▸ **Given exercise A**
Reproduce the full email thread on asynchronous CUDA memory copies in MPI, word for word, with every line included.

▸ **Quoted passage**
== == ==

Hi Geoff:

Our original implementation used cuMemcpy for copying GPU memory into and out 
of host memory.  However, what we learned is that the cuMemcpy causes a 
synchronization for all work on the GPU.  This means that one could not overlap 
very well running a kernel and doing communication.  So, now we create an 
internal stream and then use that along with cuMemcpyAsync/cuStreamSynchronize 
for doing the copy.

In turns out in Jeremia’s case, he wanted to have a long running kernel and he 
wanted the MPI_Send/MPI_Recv to happen at the same time.  With the use of 
cuMemcpy, the MPI library was waiting for his kernel to complete before doing 
the cuMemcpy.

Rolf

From: users [mailto:users-boun...@open-mpi.org] On Behalf Of Geoffrey Paulsen
Sent: Wednesday, August 12, 2015 12:55 PM
To: us...@open-mpi.org
Cc: us...@open-mpi.org; Sameh S Sharkawi
Subject: Re: [OMPI users] CUDA Buffers: Enforce asynchronous memcpy's

I'm confused why this application needs an asynchronous cuMemcpyAsync()in a 
blocking MPI call.   Rolf could you please explain?

And how does is a call to cuMemcpyAsync() followed by a syncronization any 
different than a cuMemcpy() in this use case?

I would still expect that if the MPI_Send / Recv call issued the 
cuMemcpyAsync() that it would be MPI's responsibility to issue the 
synchronization call as well.

== == ==

▸ **Input rows**
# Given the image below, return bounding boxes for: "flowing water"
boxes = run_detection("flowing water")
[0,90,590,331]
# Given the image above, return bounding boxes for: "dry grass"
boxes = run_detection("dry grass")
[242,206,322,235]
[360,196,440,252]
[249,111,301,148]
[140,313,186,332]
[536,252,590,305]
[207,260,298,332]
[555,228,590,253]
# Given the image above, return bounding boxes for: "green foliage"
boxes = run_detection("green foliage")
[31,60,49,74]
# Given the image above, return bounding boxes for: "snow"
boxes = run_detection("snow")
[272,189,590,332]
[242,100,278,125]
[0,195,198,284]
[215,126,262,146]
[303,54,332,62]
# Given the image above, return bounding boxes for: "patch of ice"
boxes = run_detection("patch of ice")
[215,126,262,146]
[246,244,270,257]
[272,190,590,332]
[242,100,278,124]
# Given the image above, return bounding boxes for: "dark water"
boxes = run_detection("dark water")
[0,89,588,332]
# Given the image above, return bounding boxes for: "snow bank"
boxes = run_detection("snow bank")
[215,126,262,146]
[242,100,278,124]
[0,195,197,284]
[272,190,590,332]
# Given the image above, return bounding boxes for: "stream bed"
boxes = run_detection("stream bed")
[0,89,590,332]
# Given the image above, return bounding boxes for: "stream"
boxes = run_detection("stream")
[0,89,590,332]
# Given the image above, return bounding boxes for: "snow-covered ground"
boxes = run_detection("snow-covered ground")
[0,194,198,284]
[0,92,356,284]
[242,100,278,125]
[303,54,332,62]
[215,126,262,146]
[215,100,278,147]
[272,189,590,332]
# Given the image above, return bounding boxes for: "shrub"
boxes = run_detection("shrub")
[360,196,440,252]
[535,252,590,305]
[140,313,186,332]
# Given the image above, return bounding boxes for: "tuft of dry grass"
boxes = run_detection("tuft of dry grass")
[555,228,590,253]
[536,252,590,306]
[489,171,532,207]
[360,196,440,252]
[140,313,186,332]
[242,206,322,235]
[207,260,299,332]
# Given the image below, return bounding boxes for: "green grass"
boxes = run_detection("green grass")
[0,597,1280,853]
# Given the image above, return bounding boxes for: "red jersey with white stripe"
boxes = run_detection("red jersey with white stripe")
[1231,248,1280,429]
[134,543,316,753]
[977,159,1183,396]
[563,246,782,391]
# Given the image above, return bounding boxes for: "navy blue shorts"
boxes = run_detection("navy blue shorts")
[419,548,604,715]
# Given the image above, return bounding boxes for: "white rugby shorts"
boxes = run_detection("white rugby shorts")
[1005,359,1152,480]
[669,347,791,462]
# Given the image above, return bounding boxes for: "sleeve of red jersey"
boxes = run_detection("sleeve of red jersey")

== == ==

▸ **Given exercise B**
List every line in the records above that contains the string "water".

▸ **Task answer A**
Hi Geoff:

Our original implementation used cuMemcpy for copying GPU memory into and out 
of host memory.  However, what we learned is that the cuMemcpy causes a 
synchronization for all work on the GPU.  This means that one could not overlap 
very well running a kernel and doing communication.  So, now we create an 
internal stream and then use that along with cuMemcpyAsync/cuStreamSynchronize 
for doing the copy.

In turns out in Jeremia’s case, he wanted to have a long running kernel and he 
wanted the MPI_Send/MPI_Recv to happen at the same time.  With the use of 
cuMemcpy, the MPI library was waiting for his kernel to complete before doing 
the cuMemcpy.

Rolf

From: users [mailto:users-boun...@open-mpi.org] On Behalf Of Geoffrey Paulsen
Sent: Wednesday, August 12, 2015 12:55 PM
To: us...@open-mpi.org
Cc: us...@open-mpi.org; Sameh S Sharkawi
Subject: Re: [OMPI users] CUDA Buffers: Enforce asynchronous memcpy's

I'm confused why this application needs an asynchronous cuMemcpyAsync()in a 
blocking MPI call.   Rolf could you please explain?

And how does is a call to cuMemcpyAsync() followed by a syncronization any 
different than a cuMemcpy() in this use case?

I would still expect that if the MPI_Send / Recv call issued the 
cuMemcpyAsync() that it would be MPI's responsibility to issue the 
synchronization call as well.

▸ **Task answer B**
# Given the image below, return bounding boxes for: "flowing water"
boxes = run_detection("flowing water")
# Given the image above, return bounding boxes for: "dark water"
boxes = run_detection("dark water")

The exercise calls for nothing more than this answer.